● DIRECTIONS: Each line from the one that contains "point: the river" to the end of the material must be set down exactly, and no line before it.

● DATASET ROWS:
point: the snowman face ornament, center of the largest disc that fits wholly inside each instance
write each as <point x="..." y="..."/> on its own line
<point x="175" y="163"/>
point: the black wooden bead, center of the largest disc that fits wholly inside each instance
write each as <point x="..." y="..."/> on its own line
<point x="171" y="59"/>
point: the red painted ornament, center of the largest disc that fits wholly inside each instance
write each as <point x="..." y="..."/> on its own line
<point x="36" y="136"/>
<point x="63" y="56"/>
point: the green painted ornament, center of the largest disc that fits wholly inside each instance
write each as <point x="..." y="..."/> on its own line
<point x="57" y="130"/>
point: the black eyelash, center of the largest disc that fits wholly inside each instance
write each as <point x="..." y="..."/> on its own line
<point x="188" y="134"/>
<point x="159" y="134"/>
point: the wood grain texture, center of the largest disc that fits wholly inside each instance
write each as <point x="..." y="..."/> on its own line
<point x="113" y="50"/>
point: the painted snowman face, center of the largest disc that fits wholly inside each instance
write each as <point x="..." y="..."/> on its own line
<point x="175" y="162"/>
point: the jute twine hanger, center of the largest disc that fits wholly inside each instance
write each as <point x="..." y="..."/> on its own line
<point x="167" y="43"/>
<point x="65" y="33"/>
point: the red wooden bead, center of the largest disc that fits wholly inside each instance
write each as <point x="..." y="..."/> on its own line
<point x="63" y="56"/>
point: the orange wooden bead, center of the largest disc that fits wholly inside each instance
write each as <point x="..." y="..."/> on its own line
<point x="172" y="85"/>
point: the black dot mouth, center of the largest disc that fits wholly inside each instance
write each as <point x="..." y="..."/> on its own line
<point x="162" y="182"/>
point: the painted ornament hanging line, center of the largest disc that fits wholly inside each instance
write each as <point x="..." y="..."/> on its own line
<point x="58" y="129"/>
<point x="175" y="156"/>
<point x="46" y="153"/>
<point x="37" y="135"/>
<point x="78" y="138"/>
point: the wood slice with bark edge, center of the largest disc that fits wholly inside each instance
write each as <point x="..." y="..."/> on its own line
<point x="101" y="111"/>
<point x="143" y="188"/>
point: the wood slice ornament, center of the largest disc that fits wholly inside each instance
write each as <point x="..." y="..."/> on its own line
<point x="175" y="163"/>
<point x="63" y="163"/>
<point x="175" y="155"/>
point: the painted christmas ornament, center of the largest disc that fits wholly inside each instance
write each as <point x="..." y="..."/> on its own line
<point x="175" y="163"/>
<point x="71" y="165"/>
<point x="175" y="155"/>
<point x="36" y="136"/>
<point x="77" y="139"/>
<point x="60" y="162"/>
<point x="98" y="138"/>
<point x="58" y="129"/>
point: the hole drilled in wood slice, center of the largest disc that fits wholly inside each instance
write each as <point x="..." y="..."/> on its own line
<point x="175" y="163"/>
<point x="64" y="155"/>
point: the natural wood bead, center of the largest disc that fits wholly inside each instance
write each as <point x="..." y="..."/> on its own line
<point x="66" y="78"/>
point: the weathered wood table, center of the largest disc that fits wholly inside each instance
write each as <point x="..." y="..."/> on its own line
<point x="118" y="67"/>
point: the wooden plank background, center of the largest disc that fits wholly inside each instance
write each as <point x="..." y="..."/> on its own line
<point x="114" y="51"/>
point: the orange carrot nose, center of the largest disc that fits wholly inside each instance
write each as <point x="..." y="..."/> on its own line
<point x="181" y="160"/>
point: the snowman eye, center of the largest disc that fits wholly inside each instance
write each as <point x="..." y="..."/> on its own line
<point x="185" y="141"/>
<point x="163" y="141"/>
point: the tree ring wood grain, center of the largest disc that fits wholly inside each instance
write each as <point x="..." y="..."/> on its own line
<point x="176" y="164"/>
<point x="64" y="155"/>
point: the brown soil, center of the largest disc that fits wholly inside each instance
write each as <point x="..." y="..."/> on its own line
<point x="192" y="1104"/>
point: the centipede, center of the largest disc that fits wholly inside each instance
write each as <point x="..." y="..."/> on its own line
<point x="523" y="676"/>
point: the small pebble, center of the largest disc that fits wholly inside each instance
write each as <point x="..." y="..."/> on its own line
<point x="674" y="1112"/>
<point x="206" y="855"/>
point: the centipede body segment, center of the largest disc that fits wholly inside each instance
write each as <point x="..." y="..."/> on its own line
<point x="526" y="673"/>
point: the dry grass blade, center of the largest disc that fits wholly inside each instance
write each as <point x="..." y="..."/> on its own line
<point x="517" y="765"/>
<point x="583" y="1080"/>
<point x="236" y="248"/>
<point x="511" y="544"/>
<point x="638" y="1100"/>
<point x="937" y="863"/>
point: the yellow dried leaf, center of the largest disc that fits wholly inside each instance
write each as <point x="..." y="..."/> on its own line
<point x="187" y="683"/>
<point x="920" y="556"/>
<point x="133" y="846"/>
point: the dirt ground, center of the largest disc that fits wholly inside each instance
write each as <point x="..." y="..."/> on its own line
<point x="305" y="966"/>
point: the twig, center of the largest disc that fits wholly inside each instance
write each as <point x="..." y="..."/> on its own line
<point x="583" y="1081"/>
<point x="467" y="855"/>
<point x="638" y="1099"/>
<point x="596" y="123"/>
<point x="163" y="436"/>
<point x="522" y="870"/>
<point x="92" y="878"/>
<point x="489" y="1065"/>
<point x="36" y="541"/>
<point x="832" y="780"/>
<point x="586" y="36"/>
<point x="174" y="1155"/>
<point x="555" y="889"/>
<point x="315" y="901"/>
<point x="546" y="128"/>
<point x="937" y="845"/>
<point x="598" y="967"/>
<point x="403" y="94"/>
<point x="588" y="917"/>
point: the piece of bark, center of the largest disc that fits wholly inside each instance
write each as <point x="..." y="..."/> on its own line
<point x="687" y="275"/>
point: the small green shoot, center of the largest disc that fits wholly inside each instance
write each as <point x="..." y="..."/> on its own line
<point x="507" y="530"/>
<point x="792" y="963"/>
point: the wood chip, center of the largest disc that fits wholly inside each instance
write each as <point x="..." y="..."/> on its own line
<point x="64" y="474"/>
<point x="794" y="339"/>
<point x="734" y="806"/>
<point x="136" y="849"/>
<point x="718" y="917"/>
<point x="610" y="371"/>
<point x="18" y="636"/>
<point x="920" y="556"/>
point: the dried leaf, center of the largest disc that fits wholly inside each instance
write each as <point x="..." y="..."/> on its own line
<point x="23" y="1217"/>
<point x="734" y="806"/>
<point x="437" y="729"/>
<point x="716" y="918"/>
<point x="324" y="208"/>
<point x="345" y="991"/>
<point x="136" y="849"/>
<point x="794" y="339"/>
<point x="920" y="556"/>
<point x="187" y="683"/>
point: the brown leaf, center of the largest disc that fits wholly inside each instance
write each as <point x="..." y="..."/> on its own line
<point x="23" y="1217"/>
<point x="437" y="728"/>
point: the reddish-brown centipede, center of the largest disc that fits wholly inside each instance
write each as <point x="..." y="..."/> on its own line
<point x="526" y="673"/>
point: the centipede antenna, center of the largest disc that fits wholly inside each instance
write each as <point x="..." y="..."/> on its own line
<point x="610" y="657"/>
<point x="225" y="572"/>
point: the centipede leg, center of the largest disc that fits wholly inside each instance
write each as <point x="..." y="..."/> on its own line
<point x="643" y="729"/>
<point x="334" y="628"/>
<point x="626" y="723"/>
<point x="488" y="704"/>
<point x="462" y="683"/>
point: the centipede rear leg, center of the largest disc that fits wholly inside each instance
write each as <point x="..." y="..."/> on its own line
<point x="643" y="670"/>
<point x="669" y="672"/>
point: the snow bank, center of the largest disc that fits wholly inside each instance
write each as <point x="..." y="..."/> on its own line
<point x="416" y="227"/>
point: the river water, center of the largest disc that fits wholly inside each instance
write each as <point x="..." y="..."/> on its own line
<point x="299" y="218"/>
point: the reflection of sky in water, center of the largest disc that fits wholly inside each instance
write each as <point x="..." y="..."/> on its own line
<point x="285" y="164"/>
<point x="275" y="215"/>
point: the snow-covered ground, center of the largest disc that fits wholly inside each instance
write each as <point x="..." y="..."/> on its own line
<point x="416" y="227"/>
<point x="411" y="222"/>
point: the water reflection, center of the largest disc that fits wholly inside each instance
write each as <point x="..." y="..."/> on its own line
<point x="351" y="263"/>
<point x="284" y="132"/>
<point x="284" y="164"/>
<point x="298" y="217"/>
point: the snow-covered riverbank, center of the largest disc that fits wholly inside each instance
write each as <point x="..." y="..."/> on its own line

● RESULT OF THE EXERCISE:
point: the river water, center of the largest disc that fits wholly inside each instance
write each as <point x="..." y="..."/> on its own line
<point x="299" y="218"/>
point: the reflection of sky in water, center of the largest disc that fits wholly inside each instance
write each as <point x="..." y="..."/> on its own line
<point x="285" y="164"/>
<point x="275" y="215"/>
point: the snow-covered ground, center of the largest disc that fits wholly inside each instance
write each as <point x="..." y="..."/> on its own line
<point x="416" y="227"/>
<point x="411" y="222"/>
point: the water reflection, center of the largest disc that fits wholly inside each instance
write each as <point x="..." y="..."/> on its own line
<point x="351" y="263"/>
<point x="284" y="132"/>
<point x="284" y="164"/>
<point x="298" y="217"/>
point: the snow-covered riverbank, center of the largest disc that fits wholly inside each instance
write each as <point x="..." y="..."/> on its own line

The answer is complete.